### WORK ORDER
Every record is to be transcribed exactly as written.

Referring expression pointing data

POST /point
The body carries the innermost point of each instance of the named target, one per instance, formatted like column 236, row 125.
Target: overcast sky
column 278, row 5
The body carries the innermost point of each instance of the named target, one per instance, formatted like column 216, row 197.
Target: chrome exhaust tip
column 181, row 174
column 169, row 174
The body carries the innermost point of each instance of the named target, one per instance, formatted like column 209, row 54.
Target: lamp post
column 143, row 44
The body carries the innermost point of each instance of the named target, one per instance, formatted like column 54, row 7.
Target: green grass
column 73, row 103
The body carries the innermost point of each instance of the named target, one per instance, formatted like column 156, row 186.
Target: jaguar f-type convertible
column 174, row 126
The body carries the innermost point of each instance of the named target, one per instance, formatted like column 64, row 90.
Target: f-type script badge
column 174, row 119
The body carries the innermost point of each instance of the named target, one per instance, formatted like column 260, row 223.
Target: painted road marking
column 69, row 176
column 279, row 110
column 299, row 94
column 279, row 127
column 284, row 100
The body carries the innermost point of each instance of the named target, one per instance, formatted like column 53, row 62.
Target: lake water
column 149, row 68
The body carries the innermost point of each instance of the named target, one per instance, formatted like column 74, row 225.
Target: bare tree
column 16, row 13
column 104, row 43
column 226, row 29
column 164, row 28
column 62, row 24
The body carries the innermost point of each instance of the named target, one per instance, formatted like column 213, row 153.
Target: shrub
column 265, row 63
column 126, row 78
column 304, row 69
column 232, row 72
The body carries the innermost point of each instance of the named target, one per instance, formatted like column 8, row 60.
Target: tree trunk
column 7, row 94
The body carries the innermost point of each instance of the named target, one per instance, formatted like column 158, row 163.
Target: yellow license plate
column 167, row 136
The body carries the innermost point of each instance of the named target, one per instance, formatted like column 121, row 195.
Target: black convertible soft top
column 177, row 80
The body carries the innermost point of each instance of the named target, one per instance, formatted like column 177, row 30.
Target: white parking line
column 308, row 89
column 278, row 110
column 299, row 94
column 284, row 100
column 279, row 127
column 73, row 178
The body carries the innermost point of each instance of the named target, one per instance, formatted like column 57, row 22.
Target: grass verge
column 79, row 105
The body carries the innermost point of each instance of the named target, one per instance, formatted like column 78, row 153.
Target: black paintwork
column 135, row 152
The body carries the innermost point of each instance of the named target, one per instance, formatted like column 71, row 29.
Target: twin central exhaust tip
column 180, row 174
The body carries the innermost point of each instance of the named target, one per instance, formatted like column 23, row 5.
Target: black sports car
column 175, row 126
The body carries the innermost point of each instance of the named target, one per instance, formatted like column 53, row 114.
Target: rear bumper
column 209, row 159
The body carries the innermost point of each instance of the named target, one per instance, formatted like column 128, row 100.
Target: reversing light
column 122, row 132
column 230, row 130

### RESPONSE TO THE TASK
POST /point
The body carries the innermost point of each instance of the named target, one per instance, formatted like column 236, row 125.
Target: overcast sky
column 278, row 5
The body carries the innermost point of each instance of the named target, one per instance, formatted like column 216, row 197.
Target: chrome exhaust tip
column 181, row 174
column 169, row 174
The body carries the innermost point of each instance of the named target, one per instance, formatted like column 209, row 54.
Target: lamp post
column 143, row 44
The body carries the innermost point of each instance of the named target, one per instance, formatted like column 54, row 7.
Target: green grass
column 73, row 103
The body carries the innermost point of each instance of the named target, one per instance, formatted like column 156, row 186.
Target: jaguar f-type convertible
column 174, row 126
The body carries the innermost point of each instance of the named target, one per instance, formatted like column 64, row 90.
Target: f-type script badge
column 174, row 119
The body carries the innermost point of each instance of the named target, one per instance, formatted like column 260, row 223.
Target: painted road marking
column 69, row 176
column 279, row 110
column 299, row 94
column 279, row 127
column 284, row 100
The body carries the innermost point of each instance of the named target, one per instance, formatted like column 53, row 62.
Target: lake water
column 149, row 68
The body carries the innermost point of each instance of the named target, one per instance, formatted like column 74, row 225.
Target: bare tree
column 16, row 13
column 104, row 43
column 226, row 29
column 164, row 28
column 62, row 24
The body carries the innermost point of each instance of the named target, one per instance, formatted like column 213, row 153.
Target: shrub
column 265, row 63
column 126, row 78
column 304, row 69
column 232, row 72
The body carries the innermost point of each instance of the named target, one per instance, formatted like column 8, row 60.
Target: tree trunk
column 7, row 94
The body carries the innermost point of each instance of the named target, one per instance, formatted like column 158, row 163.
Target: yellow license plate
column 167, row 136
The body carries the innermost point of each instance of the named target, one per instance, formatted like column 121, row 195.
Target: black convertible soft top
column 177, row 80
The body carries the innermost point of each instance of the named target, one per instance, formatted like column 177, row 30.
Target: white parking line
column 308, row 89
column 278, row 110
column 299, row 94
column 284, row 100
column 279, row 127
column 73, row 178
The body carries the innermost point of each instance of the named target, one per instance, formatted like column 57, row 22.
Target: grass verge
column 79, row 105
The body carries the innermost point of each instance of the named target, one per instance, formatted like column 78, row 153.
Target: black paintwork
column 135, row 152
The body carries the innermost point of each instance of the named target, one per instance, formatted like column 71, row 29.
Target: twin central exhaust tip
column 180, row 174
The body carries the innermost point of each instance of the named target, one per instance, formatted like column 23, row 5.
Target: black sports car
column 175, row 126
The body carries the innermost point of each instance of the named target, one per instance, formatted like column 53, row 114.
Target: rear bumper
column 209, row 159
The body carries the innermost point of each instance of the named target, one per instance, formatted like column 128, row 100.
Target: reversing light
column 122, row 132
column 230, row 130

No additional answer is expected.